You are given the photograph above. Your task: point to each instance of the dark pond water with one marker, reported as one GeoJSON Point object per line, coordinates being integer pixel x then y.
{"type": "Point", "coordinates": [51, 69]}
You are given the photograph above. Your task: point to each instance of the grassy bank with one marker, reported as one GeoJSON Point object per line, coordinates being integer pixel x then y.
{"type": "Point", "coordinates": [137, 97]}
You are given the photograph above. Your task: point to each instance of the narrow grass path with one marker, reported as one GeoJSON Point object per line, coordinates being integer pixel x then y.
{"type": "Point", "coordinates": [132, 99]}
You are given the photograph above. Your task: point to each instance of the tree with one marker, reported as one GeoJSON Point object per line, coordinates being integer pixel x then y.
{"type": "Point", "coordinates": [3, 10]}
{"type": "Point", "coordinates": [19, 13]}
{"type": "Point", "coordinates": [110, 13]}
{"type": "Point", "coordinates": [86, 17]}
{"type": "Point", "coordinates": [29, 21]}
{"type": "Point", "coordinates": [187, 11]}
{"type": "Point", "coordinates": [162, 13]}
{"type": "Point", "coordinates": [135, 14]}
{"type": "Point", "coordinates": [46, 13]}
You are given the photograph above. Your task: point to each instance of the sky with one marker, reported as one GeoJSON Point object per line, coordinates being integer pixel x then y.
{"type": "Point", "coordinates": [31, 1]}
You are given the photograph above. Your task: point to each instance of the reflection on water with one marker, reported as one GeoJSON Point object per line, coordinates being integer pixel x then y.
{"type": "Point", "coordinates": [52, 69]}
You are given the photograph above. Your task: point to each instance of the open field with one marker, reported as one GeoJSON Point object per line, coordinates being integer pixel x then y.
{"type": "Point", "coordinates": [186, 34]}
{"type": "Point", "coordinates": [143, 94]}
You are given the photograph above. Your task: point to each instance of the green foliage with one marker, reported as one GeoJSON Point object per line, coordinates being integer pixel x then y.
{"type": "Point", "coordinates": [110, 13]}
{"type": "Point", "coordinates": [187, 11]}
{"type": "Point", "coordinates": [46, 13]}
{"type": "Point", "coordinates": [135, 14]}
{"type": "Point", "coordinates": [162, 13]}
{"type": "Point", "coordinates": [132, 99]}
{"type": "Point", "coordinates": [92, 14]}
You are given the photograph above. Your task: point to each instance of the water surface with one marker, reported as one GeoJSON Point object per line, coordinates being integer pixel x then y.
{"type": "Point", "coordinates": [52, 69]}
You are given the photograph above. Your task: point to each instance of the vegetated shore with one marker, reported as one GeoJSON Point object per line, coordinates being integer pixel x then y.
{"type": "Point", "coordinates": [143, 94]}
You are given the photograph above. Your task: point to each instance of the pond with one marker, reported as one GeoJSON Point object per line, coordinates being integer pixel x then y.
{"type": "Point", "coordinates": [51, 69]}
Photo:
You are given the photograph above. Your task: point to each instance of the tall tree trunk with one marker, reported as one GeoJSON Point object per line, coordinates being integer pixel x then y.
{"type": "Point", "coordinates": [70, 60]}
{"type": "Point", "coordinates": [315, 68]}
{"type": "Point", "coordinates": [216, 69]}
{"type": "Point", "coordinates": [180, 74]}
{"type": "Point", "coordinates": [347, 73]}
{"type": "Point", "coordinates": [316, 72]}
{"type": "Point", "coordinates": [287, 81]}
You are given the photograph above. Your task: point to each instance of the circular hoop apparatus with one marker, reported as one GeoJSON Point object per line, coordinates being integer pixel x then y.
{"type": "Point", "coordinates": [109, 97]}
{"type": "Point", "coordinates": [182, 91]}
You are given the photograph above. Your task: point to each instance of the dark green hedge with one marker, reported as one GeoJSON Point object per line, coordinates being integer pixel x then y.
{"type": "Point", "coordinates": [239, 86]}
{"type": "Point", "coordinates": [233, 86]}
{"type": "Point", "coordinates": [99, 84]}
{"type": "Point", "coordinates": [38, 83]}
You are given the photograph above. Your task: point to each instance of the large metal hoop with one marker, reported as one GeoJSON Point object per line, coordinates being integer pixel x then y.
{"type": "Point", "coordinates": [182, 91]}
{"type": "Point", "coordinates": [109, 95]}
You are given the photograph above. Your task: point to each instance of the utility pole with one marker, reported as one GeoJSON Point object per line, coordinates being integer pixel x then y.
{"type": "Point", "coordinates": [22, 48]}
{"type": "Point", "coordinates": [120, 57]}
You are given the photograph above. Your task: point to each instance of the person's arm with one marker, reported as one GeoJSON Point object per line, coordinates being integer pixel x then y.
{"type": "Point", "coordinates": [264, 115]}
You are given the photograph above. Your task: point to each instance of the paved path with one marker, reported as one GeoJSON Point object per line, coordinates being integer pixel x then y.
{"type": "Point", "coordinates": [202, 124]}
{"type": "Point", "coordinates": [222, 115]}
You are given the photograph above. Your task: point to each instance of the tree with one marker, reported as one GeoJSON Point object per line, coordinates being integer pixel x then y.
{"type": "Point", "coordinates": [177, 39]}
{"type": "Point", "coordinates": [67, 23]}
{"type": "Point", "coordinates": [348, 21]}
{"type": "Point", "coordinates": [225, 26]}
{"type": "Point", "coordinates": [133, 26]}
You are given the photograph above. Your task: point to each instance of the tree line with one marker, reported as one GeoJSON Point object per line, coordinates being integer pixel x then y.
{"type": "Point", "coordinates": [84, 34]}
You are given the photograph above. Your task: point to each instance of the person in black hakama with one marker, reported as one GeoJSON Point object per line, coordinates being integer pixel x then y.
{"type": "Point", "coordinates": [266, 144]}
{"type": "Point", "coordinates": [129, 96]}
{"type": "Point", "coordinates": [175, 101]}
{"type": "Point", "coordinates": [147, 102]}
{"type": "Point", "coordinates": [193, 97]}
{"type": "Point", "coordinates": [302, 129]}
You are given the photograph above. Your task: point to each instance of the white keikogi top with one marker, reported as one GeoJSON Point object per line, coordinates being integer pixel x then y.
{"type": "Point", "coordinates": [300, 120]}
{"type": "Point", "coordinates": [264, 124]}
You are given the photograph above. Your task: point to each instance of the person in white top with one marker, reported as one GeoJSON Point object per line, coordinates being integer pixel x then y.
□ □ □ □
* **What the exercise asks**
Please transcribe every entry above exactly as it appears.

* **Solution to the problem**
You are given the photograph above. Your task: point to each instance of the dark pond water with one marker, reported as one GeoJSON Point object per line, coordinates being integer pixel x then y.
{"type": "Point", "coordinates": [51, 69]}
You are given the photograph above. Your task: point to each instance of the grassy bank with one marker, reported as one GeoJSON Point object per line, coordinates being integer pixel x then y.
{"type": "Point", "coordinates": [137, 97]}
You are given the photograph above. Your task: point to each instance of the narrow grass path with one marker, reported as one GeoJSON Point object per line, coordinates being integer pixel x then y.
{"type": "Point", "coordinates": [132, 99]}
You are given the photograph above. Your task: point to each instance of the tree with one marker, reported as one GeoJSON Point object per line, coordinates being integer pixel x then y.
{"type": "Point", "coordinates": [3, 10]}
{"type": "Point", "coordinates": [19, 13]}
{"type": "Point", "coordinates": [110, 13]}
{"type": "Point", "coordinates": [86, 17]}
{"type": "Point", "coordinates": [29, 21]}
{"type": "Point", "coordinates": [187, 11]}
{"type": "Point", "coordinates": [162, 13]}
{"type": "Point", "coordinates": [135, 14]}
{"type": "Point", "coordinates": [46, 13]}
You are given the photograph above. Your task: point to each instance of the sky with one marker, reported as one GeoJSON Point object per line, coordinates being integer pixel x then y.
{"type": "Point", "coordinates": [31, 1]}
You are given the photograph above. Your task: point to each instance of the reflection on water with one marker, reported as one GeoJSON Point object per line, coordinates being integer pixel x then y.
{"type": "Point", "coordinates": [52, 69]}
You are given the photograph above. Your task: point to each instance of the open field with one marker, reported as one GeoJSON Point object per line, coordinates being integer pixel x then y.
{"type": "Point", "coordinates": [186, 34]}
{"type": "Point", "coordinates": [143, 94]}
You are given the photograph above. Your task: point to each instance of the green foliage with one marker, reported as one GeoJSON Point object per line, coordinates being integer pixel x then y.
{"type": "Point", "coordinates": [110, 13]}
{"type": "Point", "coordinates": [187, 11]}
{"type": "Point", "coordinates": [46, 13]}
{"type": "Point", "coordinates": [135, 14]}
{"type": "Point", "coordinates": [162, 13]}
{"type": "Point", "coordinates": [132, 99]}
{"type": "Point", "coordinates": [92, 14]}
You are given the photograph above. Your task: point to each instance of the water surface with one marker, reported as one GeoJSON Point object per line, coordinates being integer pixel x then y.
{"type": "Point", "coordinates": [52, 69]}
You are given the photograph above. Your task: point to each instance of the vegetated shore with one marker, reported as one GeoJSON Point object per line, coordinates being integer pixel x then y.
{"type": "Point", "coordinates": [143, 94]}
You are given the photograph above. Your task: point to each instance of the pond with one marker, reported as one GeoJSON Point object per line, coordinates being integer pixel x then y.
{"type": "Point", "coordinates": [51, 69]}
Photo:
You are given the photograph above. Your task: point to each instance of the tall tree trunk with one marker, reported as one GeoJSON Point object per line, coordinates being integer pixel x then y.
{"type": "Point", "coordinates": [70, 60]}
{"type": "Point", "coordinates": [315, 68]}
{"type": "Point", "coordinates": [216, 69]}
{"type": "Point", "coordinates": [180, 74]}
{"type": "Point", "coordinates": [347, 73]}
{"type": "Point", "coordinates": [316, 72]}
{"type": "Point", "coordinates": [287, 81]}
You are given the photograph above. Your task: point to each instance of the circular hoop apparatus with one marker, reported as one GeoJSON Point object per line, coordinates being integer pixel x then y.
{"type": "Point", "coordinates": [109, 97]}
{"type": "Point", "coordinates": [182, 91]}
You are given the photograph above. Your task: point to each instance of the dark green hedge with one marker, reported as one GeoJSON Point object per line, coordinates being integer pixel x then y.
{"type": "Point", "coordinates": [239, 86]}
{"type": "Point", "coordinates": [233, 86]}
{"type": "Point", "coordinates": [99, 84]}
{"type": "Point", "coordinates": [38, 83]}
You are given the photograph above. Your task: point to each instance of the large metal hoop with one marker, reported as one GeoJSON Point object per line, coordinates being integer pixel x then y.
{"type": "Point", "coordinates": [182, 91]}
{"type": "Point", "coordinates": [109, 95]}
You are given the photograph above. Your task: point to each instance of the utility pole with one marker, reported as one GeoJSON Point object per line, coordinates being integer pixel x then y.
{"type": "Point", "coordinates": [22, 48]}
{"type": "Point", "coordinates": [120, 57]}
You are given the photograph above. Your task: point to each instance of the person's arm with one marker, reported as one GeoJSON Point object per line, coordinates being integer pixel x then y.
{"type": "Point", "coordinates": [264, 115]}
You are given the photograph above. Your task: point to each instance of the paved path with one marker, reported as one GeoJSON Point object per line, coordinates being integer pixel x then y.
{"type": "Point", "coordinates": [202, 124]}
{"type": "Point", "coordinates": [222, 115]}
You are given the photograph above. Your task: point to each instance of the tree with one marker, reported as one GeoJSON Point object per line, coordinates being integer pixel x then y.
{"type": "Point", "coordinates": [177, 39]}
{"type": "Point", "coordinates": [67, 23]}
{"type": "Point", "coordinates": [348, 21]}
{"type": "Point", "coordinates": [225, 26]}
{"type": "Point", "coordinates": [133, 26]}
You are given the photograph above. Your task: point to each instance of the tree line with one marker, reported as one GeoJSON Point object per line, coordinates being integer pixel x then y.
{"type": "Point", "coordinates": [84, 34]}
You are given the photograph above. Your task: point to each instance of the person in black hakama with one marker, reported as one GeoJSON Point object per line, coordinates being integer pixel x then y.
{"type": "Point", "coordinates": [266, 144]}
{"type": "Point", "coordinates": [129, 96]}
{"type": "Point", "coordinates": [175, 101]}
{"type": "Point", "coordinates": [147, 102]}
{"type": "Point", "coordinates": [193, 97]}
{"type": "Point", "coordinates": [302, 129]}
You are given the photograph above. Your task: point to each instance of the white keikogi top with one marker, reported as one GeoJSON Point object per line, coordinates being integer pixel x then y.
{"type": "Point", "coordinates": [300, 120]}
{"type": "Point", "coordinates": [264, 124]}
You are given the photograph above. Your task: point to each instance of the person in white top with one marker, reported as one GeoJSON Point object per line, coordinates being integer pixel x then y.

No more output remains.